**Excerpt to read:**
Segment Open
Re: [PATCH] mm,oom_kill: Close race window of needlessly selecting new victims.

From: Michal Hocko
Date: Wed Jun 21 2017 - 09:19:16 EST

On Tue 20-06-17 15:12:55, David Rientjes wrote:
> This doesn't prevent serial oom killing for either the system oom killer
> or for the memcg oom killer.
> The oom killer cannot detect tsk_is_oom_victim() if the task has either
> been removed from the tasklist or has already done cgroup_exit(). For
> memcg oom killings in particular, cgroup_exit() is usually called very
> shortly after the oom killer has sent the SIGKILL. If the oom reaper does
> not fail (for example by failing to grab mm->mmap_sem) before another
> memcg charge after cgroup_exit(victim), additional processes are killed
> because the iteration does not view the victim.
> This easily kills all processes attached to the memcg with no memory
> freeing from any victim.

It took me some time to decrypt the above but you are right. Pinning
mm_users will prevent exit path to exit_mmap and that can indeed cause
another premature oom killing because the task might be unhashed or
removed from the memcg before the oom reaper has a chance to reap the
task. Thanks for pointing this out. This means that we either have to
reimplement the unhashing/cgroup_exit for oom victims or get back to
allowing oom reaper to race with exit_mmap. The later sounds much more
easier to me.

I was offline last two days but I will revisit my original idea ASAP.

Michal Hocko
Segment Closed
**Tasks:**
A) Reproduce the part of the OOM killer message that opens with the words containing "On Tue 20-06-17" and closes with "from any victim.".
B) List each distinct kernel identifier that contains an underscore in the body of the OOM killer message, below its Date line, giving each one only once.

**Data provided:**
Segment Open
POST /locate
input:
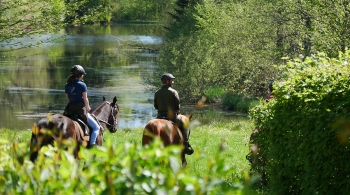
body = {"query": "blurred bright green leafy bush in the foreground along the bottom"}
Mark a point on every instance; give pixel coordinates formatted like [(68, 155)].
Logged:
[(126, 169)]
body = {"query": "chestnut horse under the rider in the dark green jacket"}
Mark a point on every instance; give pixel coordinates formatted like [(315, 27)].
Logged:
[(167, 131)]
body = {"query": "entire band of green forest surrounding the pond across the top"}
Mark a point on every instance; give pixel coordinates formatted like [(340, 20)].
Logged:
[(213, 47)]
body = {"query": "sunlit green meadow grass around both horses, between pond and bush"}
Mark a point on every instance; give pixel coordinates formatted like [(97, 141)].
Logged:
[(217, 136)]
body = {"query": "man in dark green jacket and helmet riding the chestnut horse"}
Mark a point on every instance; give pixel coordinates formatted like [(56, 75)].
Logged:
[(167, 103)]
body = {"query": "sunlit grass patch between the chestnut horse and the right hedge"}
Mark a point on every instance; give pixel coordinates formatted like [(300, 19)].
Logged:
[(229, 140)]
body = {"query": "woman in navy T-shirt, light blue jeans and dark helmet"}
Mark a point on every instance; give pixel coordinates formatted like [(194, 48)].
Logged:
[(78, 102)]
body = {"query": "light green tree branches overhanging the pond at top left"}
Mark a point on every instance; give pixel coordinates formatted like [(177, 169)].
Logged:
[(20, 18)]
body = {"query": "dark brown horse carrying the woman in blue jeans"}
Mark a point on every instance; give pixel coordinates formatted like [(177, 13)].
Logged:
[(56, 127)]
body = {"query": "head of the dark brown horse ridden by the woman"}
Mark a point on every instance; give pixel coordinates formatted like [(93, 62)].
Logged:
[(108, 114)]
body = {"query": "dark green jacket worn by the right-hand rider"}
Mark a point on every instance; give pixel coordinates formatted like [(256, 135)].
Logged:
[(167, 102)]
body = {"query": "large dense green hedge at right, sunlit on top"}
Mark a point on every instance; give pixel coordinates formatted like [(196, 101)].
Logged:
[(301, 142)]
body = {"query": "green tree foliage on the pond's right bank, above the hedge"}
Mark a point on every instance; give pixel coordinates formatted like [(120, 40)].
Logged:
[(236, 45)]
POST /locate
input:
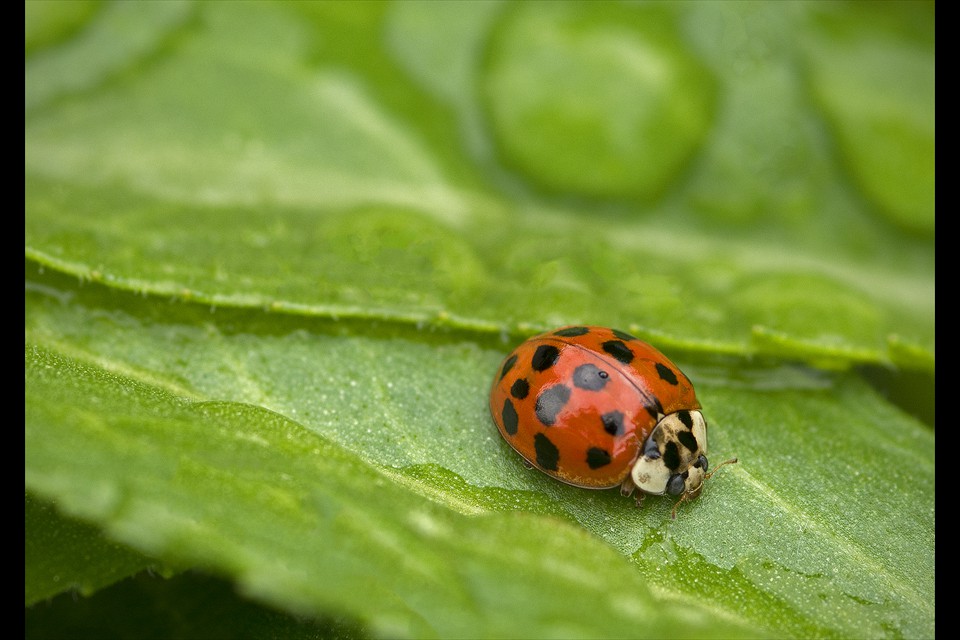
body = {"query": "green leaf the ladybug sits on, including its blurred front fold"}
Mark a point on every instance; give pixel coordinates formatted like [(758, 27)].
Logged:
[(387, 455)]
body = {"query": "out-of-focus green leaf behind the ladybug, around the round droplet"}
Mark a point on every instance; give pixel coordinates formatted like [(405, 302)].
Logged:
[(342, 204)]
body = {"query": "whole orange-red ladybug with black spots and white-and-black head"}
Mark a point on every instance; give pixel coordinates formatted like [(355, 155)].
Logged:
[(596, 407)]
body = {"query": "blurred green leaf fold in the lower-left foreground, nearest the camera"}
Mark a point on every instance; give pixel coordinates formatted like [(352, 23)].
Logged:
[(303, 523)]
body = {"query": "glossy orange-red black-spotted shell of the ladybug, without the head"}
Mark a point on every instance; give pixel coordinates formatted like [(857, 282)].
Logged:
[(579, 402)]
Segment Closed
**Answers given:**
A)
On Tue 20-06-17 15:12:55, David Rientjes wrote:
> This doesn't prevent serial oom killing for either the system oom killer
> or for the memcg oom killer.
> The oom killer cannot detect tsk_is_oom_victim() if the task has either
> been removed from the tasklist or has already done cgroup_exit(). For
> memcg oom killings in particular, cgroup_exit() is usually called very
> shortly after the oom killer has sent the SIGKILL. If the oom reaper does
> not fail (for example by failing to grab mm->mmap_sem) before another
> memcg charge after cgroup_exit(victim), additional processes are killed
> because the iteration does not view the victim.
> This easily kills all processes attached to the memcg with no memory
> freeing from any victim.

B)
tsk_is_oom_victim()
cgroup_exit()
mm->mmap_sem
mm_users
exit_mmap